SET EXERCISE: Write out the listing below from its first line through the line that reads "xmin=528 ymin=447 xmax=846 ymax=568", including both of those lines, with no changes. Leave the pictures out.

RECORDS SHOWN:
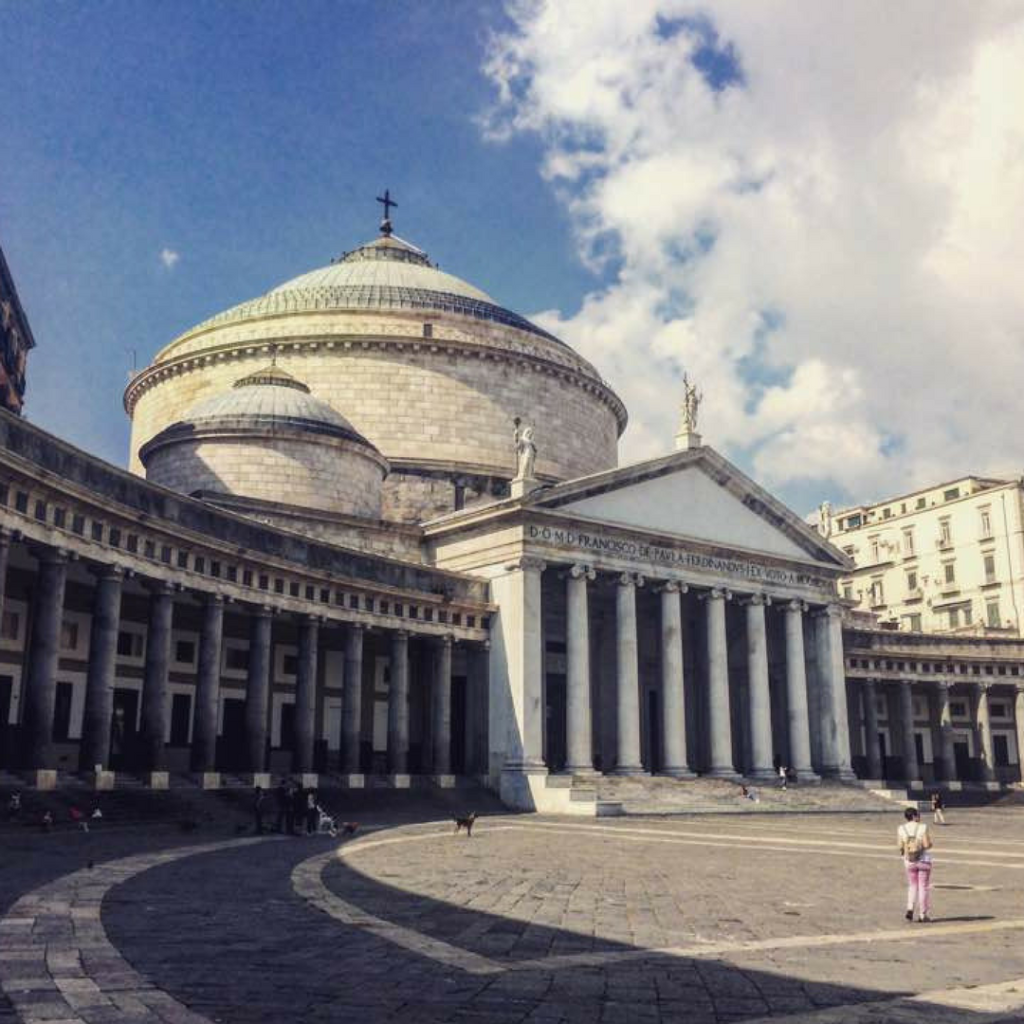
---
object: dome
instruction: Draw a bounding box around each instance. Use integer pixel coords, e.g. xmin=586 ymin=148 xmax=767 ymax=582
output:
xmin=186 ymin=236 xmax=564 ymax=345
xmin=172 ymin=365 xmax=373 ymax=449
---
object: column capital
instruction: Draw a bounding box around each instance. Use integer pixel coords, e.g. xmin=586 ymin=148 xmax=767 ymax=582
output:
xmin=657 ymin=580 xmax=690 ymax=594
xmin=615 ymin=572 xmax=647 ymax=587
xmin=505 ymin=555 xmax=548 ymax=572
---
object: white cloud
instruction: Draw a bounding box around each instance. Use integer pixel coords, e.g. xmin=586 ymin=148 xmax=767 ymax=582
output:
xmin=486 ymin=0 xmax=1024 ymax=507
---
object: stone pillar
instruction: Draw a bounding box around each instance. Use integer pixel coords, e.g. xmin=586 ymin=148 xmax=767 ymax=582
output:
xmin=139 ymin=584 xmax=174 ymax=771
xmin=22 ymin=548 xmax=68 ymax=769
xmin=565 ymin=565 xmax=595 ymax=775
xmin=703 ymin=588 xmax=737 ymax=778
xmin=1015 ymin=683 xmax=1024 ymax=782
xmin=785 ymin=601 xmax=818 ymax=782
xmin=246 ymin=607 xmax=273 ymax=773
xmin=662 ymin=581 xmax=693 ymax=778
xmin=938 ymin=683 xmax=959 ymax=782
xmin=341 ymin=623 xmax=364 ymax=775
xmin=899 ymin=679 xmax=921 ymax=788
xmin=746 ymin=594 xmax=775 ymax=779
xmin=431 ymin=636 xmax=452 ymax=775
xmin=292 ymin=615 xmax=319 ymax=774
xmin=977 ymin=683 xmax=995 ymax=782
xmin=615 ymin=572 xmax=644 ymax=775
xmin=191 ymin=594 xmax=224 ymax=773
xmin=818 ymin=604 xmax=855 ymax=780
xmin=860 ymin=679 xmax=886 ymax=779
xmin=78 ymin=565 xmax=124 ymax=771
xmin=387 ymin=630 xmax=409 ymax=775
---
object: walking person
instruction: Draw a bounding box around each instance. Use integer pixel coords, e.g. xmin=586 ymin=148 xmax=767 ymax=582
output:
xmin=253 ymin=785 xmax=263 ymax=836
xmin=896 ymin=807 xmax=932 ymax=922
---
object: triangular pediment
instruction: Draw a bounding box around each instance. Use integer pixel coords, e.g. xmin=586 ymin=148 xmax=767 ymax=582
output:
xmin=528 ymin=447 xmax=846 ymax=568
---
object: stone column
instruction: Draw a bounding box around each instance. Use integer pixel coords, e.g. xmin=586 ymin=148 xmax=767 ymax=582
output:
xmin=292 ymin=615 xmax=319 ymax=774
xmin=615 ymin=572 xmax=644 ymax=775
xmin=746 ymin=594 xmax=775 ymax=779
xmin=341 ymin=623 xmax=364 ymax=775
xmin=938 ymin=682 xmax=958 ymax=782
xmin=22 ymin=548 xmax=68 ymax=769
xmin=1015 ymin=683 xmax=1024 ymax=782
xmin=431 ymin=636 xmax=452 ymax=775
xmin=703 ymin=587 xmax=737 ymax=778
xmin=977 ymin=683 xmax=995 ymax=782
xmin=387 ymin=630 xmax=409 ymax=775
xmin=246 ymin=607 xmax=273 ymax=773
xmin=662 ymin=581 xmax=693 ymax=778
xmin=818 ymin=604 xmax=855 ymax=779
xmin=860 ymin=679 xmax=886 ymax=779
xmin=785 ymin=601 xmax=818 ymax=782
xmin=565 ymin=565 xmax=595 ymax=775
xmin=191 ymin=594 xmax=224 ymax=773
xmin=139 ymin=584 xmax=174 ymax=771
xmin=78 ymin=565 xmax=124 ymax=771
xmin=899 ymin=679 xmax=921 ymax=787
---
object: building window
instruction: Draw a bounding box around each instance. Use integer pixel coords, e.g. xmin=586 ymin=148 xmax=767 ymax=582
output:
xmin=980 ymin=505 xmax=992 ymax=540
xmin=985 ymin=555 xmax=995 ymax=583
xmin=118 ymin=630 xmax=145 ymax=658
xmin=985 ymin=601 xmax=1001 ymax=630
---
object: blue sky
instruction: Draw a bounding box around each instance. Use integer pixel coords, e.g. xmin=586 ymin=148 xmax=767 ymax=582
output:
xmin=0 ymin=0 xmax=594 ymax=464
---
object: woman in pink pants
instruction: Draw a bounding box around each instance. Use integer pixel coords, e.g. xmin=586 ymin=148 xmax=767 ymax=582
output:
xmin=896 ymin=807 xmax=932 ymax=921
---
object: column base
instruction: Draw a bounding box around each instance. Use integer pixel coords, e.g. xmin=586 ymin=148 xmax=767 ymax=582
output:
xmin=196 ymin=771 xmax=220 ymax=790
xmin=25 ymin=768 xmax=57 ymax=791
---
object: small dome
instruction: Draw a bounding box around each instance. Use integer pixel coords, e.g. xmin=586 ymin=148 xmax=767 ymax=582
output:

OUTPUT FOR THIS EXERCISE:
---
object: dome
instruction: Draw a bounding box around each instance. Use integer pixel coords, e.g. xmin=586 ymin=148 xmax=767 ymax=582
output:
xmin=186 ymin=236 xmax=564 ymax=345
xmin=172 ymin=365 xmax=373 ymax=449
---
object: column capital
instruction: Draw a bounding box around each instance. Use integer pixel coords, e.g. xmin=586 ymin=148 xmax=767 ymax=582
output:
xmin=657 ymin=580 xmax=690 ymax=594
xmin=615 ymin=572 xmax=647 ymax=587
xmin=505 ymin=555 xmax=548 ymax=572
---
object: white cloud
instruction: Draw a bounding box around each instance. Use integer pixel coords, e.g. xmin=586 ymin=148 xmax=767 ymax=582
output:
xmin=486 ymin=0 xmax=1024 ymax=507
---
object: stone pillar
instruction: Draw a bounding box around each instance. Use integer pixel coords, e.g. xmin=586 ymin=148 xmax=767 ymax=582
output:
xmin=139 ymin=584 xmax=174 ymax=771
xmin=22 ymin=548 xmax=68 ymax=769
xmin=565 ymin=565 xmax=595 ymax=775
xmin=703 ymin=588 xmax=737 ymax=778
xmin=1015 ymin=683 xmax=1024 ymax=782
xmin=785 ymin=601 xmax=818 ymax=782
xmin=246 ymin=607 xmax=273 ymax=773
xmin=662 ymin=581 xmax=693 ymax=778
xmin=938 ymin=683 xmax=959 ymax=782
xmin=341 ymin=623 xmax=364 ymax=775
xmin=899 ymin=679 xmax=921 ymax=788
xmin=746 ymin=594 xmax=775 ymax=779
xmin=431 ymin=636 xmax=452 ymax=775
xmin=292 ymin=615 xmax=319 ymax=774
xmin=977 ymin=683 xmax=995 ymax=782
xmin=615 ymin=572 xmax=644 ymax=775
xmin=191 ymin=594 xmax=224 ymax=773
xmin=818 ymin=604 xmax=855 ymax=780
xmin=860 ymin=679 xmax=886 ymax=779
xmin=78 ymin=565 xmax=124 ymax=771
xmin=387 ymin=630 xmax=409 ymax=775
---
object: walking person
instruction: Draw a bounding box around each instance. Use integer pixel coords, e.g. xmin=586 ymin=148 xmax=767 ymax=582
output:
xmin=253 ymin=785 xmax=263 ymax=836
xmin=896 ymin=807 xmax=932 ymax=922
---
object: triangular pediment
instruction: Draw a bounding box around each instance. Use integer pixel coords, e.g. xmin=586 ymin=148 xmax=767 ymax=582
output:
xmin=528 ymin=447 xmax=846 ymax=568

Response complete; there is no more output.